- **Dataset content**
________________________________________

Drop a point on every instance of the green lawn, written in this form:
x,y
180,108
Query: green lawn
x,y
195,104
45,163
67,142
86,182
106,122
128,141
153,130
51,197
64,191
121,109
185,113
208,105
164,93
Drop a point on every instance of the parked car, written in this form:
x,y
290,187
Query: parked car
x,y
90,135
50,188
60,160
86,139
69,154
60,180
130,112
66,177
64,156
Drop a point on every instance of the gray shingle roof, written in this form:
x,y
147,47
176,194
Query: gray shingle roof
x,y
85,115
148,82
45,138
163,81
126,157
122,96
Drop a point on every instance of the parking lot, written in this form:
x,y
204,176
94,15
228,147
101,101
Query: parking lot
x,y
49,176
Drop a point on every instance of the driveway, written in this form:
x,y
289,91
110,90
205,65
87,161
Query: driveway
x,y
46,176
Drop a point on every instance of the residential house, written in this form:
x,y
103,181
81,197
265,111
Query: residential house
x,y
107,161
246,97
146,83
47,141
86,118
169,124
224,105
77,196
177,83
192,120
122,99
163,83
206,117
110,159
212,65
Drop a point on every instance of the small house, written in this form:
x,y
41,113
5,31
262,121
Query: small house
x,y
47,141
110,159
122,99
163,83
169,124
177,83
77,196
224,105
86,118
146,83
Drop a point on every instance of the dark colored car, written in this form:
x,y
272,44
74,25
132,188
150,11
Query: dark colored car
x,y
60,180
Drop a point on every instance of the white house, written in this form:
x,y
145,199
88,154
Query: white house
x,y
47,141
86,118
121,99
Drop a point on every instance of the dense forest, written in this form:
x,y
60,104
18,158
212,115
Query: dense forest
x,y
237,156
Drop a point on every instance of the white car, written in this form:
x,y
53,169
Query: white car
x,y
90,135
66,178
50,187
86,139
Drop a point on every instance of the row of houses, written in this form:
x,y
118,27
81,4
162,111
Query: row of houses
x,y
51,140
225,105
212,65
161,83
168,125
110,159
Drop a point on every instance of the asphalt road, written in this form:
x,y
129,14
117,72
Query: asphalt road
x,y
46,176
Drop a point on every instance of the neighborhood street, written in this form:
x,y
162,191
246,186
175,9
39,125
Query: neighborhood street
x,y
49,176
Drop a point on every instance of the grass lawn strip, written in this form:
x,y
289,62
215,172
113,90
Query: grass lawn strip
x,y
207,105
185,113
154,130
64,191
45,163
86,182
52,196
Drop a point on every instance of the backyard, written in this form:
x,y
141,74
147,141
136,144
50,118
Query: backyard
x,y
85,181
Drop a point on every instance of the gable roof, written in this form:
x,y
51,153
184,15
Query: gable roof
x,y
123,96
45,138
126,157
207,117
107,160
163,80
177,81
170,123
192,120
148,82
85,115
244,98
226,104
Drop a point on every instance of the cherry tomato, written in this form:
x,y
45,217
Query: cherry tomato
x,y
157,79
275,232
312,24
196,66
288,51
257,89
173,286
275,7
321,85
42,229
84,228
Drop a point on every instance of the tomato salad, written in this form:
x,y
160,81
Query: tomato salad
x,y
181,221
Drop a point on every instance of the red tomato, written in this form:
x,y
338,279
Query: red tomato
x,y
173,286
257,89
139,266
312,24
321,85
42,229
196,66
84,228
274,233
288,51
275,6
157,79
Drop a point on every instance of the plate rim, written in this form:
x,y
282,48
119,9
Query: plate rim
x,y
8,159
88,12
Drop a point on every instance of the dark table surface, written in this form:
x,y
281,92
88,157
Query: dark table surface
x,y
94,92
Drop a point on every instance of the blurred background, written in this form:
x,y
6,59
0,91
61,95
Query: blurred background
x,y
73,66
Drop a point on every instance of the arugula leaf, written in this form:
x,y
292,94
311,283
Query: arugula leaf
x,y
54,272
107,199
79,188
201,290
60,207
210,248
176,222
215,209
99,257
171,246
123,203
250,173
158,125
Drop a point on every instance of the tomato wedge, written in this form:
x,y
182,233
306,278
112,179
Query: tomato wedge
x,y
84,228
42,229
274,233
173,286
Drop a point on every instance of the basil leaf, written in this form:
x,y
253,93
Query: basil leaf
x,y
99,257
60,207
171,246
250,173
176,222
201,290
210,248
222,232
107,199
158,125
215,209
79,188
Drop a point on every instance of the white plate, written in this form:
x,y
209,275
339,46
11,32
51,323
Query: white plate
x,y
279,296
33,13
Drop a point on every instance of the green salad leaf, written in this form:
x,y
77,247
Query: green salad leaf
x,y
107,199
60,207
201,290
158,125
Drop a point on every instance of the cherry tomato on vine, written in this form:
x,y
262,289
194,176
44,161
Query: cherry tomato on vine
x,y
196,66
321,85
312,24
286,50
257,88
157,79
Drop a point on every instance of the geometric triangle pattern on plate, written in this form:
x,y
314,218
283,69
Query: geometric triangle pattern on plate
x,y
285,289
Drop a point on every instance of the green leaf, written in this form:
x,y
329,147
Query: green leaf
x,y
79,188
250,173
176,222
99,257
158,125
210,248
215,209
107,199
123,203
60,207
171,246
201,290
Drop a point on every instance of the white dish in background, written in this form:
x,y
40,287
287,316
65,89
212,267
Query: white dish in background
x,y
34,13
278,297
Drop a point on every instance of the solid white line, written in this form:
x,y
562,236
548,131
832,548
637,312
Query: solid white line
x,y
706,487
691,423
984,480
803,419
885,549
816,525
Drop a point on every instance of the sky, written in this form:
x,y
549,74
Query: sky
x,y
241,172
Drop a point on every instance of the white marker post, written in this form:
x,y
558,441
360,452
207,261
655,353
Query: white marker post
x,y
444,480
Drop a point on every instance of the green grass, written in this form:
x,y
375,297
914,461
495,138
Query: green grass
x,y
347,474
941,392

________________________________________

- **What is needed**
Return every entry above with nothing altered.

- **Answer to this task**
Drop a point on every instance of the green lawn, written in this form:
x,y
180,108
Query: green lawn
x,y
195,104
45,163
67,142
86,182
106,122
128,141
153,130
51,197
64,191
121,109
185,113
208,105
164,93
Drop a point on every instance of the parked car, written in this form:
x,y
290,187
Query: parked car
x,y
90,135
50,188
60,160
86,139
69,154
60,180
130,112
66,177
64,156
Drop a point on every instance of the gray shingle roof, written in this form:
x,y
147,47
176,194
Query: gray shingle roof
x,y
85,115
148,82
45,138
163,81
126,157
122,96
Drop a point on every instance of the parking lot, written in this form:
x,y
204,176
94,15
228,147
101,101
Query: parking lot
x,y
49,176
Drop a point on every instance of the driveway, written in this form:
x,y
289,91
110,90
205,65
87,161
Query: driveway
x,y
46,176
Drop a point on every instance of the residential house, written in this form:
x,y
103,181
81,197
265,111
Query: residential house
x,y
107,161
246,97
146,83
47,141
86,118
169,124
224,105
77,196
177,83
192,120
122,99
163,83
206,117
110,159
212,65
Drop a point on every instance of the small house, written in this form:
x,y
41,113
5,31
262,121
Query: small house
x,y
47,141
110,159
122,99
163,83
169,124
177,83
77,196
224,105
86,118
146,83
Drop a point on every instance of the dark colored car, written in this form:
x,y
272,44
74,25
132,188
150,11
Query: dark colored car
x,y
60,180
Drop a point on every instance of the white house, written in this form:
x,y
145,199
88,154
Query: white house
x,y
47,141
86,118
121,99
Drop a point on every instance of the dense forest, written in this form:
x,y
60,104
18,158
212,115
Query: dense forest
x,y
237,156
Drop a point on every instance of the white car, written in this form:
x,y
53,169
Query: white car
x,y
90,135
66,178
50,187
86,139
Drop a point on every instance of the row of houses, written in this form:
x,y
118,27
81,4
162,111
Query: row of houses
x,y
51,140
225,105
212,65
161,83
168,125
110,159
Drop a point on every instance of the asphalt road, written in this form:
x,y
129,14
117,72
Query: asphalt road
x,y
46,176
Drop a point on every instance of the neighborhood street, written in this form:
x,y
162,191
246,186
175,9
39,125
Query: neighborhood street
x,y
49,176
Drop a point on every instance of the grass lawn strip, written in this form:
x,y
289,62
215,172
113,90
Query: grass lawn strip
x,y
207,105
185,113
154,130
64,191
45,163
86,182
52,196
Drop a point on every instance of the backyard, written in this form:
x,y
141,74
147,141
136,144
50,118
Query: backyard
x,y
85,181
Drop a point on every instance of the gable roof, written in this form:
x,y
51,153
184,15
Query: gable roof
x,y
123,96
45,138
126,157
207,117
107,160
163,80
177,81
170,123
192,120
148,82
85,115
244,98
226,104
Drop a point on every instance of the cherry tomato, written in this form:
x,y
45,217
Query: cherry tomato
x,y
157,79
275,232
312,24
196,66
288,51
257,89
173,286
275,7
321,85
42,229
84,228
Drop a point on every instance of the tomato salad, written in this form:
x,y
160,81
Query: tomato salad
x,y
181,221
Drop a point on every instance of the red tomato, written in this form:
x,y
338,279
Query: red tomato
x,y
173,286
257,89
139,266
312,24
321,85
42,229
196,66
84,228
274,233
288,51
275,6
157,79
Drop a point on every instance of the plate rim, written in this form:
x,y
282,48
119,9
Query: plate rim
x,y
8,159
88,12
Drop a point on every instance of the dark table surface, written in this form:
x,y
281,92
88,157
Query: dark table surface
x,y
94,92
Drop a point on every instance of the blurred background, written in this form:
x,y
6,59
0,91
61,95
Query: blurred background
x,y
73,66
Drop a point on every instance of the arugula leaf, written in this form:
x,y
292,94
311,283
Query: arugula leaf
x,y
54,272
107,199
79,188
201,290
60,207
210,248
176,222
215,209
99,257
171,246
123,203
250,173
158,125
Drop a point on every instance of the tomato wedge, written in this form:
x,y
182,233
306,278
112,179
Query: tomato wedge
x,y
84,228
42,229
274,233
173,286
Drop a point on every instance of the basil leaf, written in this form:
x,y
253,93
Query: basil leaf
x,y
99,257
60,207
171,246
250,173
176,222
201,290
210,248
222,232
107,199
158,125
215,209
79,188
Drop a point on every instance of the white plate, written in this form:
x,y
209,275
339,46
11,32
51,323
Query: white plate
x,y
279,296
33,13
Drop a point on every instance of the green salad leaf, written in this form:
x,y
77,247
Query: green salad leaf
x,y
107,199
60,207
201,290
158,125
Drop a point on every instance of the cherry tomato on vine, written in this form:
x,y
262,289
194,176
44,161
Query: cherry tomato on vine
x,y
196,66
321,85
312,24
286,50
257,88
157,79
Drop a point on every instance of the geometric triangle pattern on plate, written in this form:
x,y
314,218
283,69
Query: geometric triangle pattern on plate
x,y
285,289
Drop a point on every instance of the green leaf, written in this form:
x,y
329,147
Query: green leaf
x,y
79,188
250,173
176,222
99,257
158,125
210,248
215,209
107,199
123,203
60,207
171,246
201,290
Drop a point on every instance of the white dish in background, written in this form:
x,y
40,287
287,316
65,89
212,267
Query: white dish in background
x,y
34,13
278,297
Drop a point on every instance of the solid white line, written in this form:
x,y
562,236
548,131
832,548
637,312
Query: solid white line
x,y
706,487
691,423
984,480
803,419
885,549
816,525
Drop a point on every instance of the sky, written in this form:
x,y
549,74
Query: sky
x,y
241,172
Drop a point on every instance of the white marker post, written in this form:
x,y
558,441
360,452
207,261
655,353
Query: white marker post
x,y
444,480
Drop a point on every instance of the green grass, written in this form:
x,y
375,297
914,461
495,138
Query: green grass
x,y
347,474
941,392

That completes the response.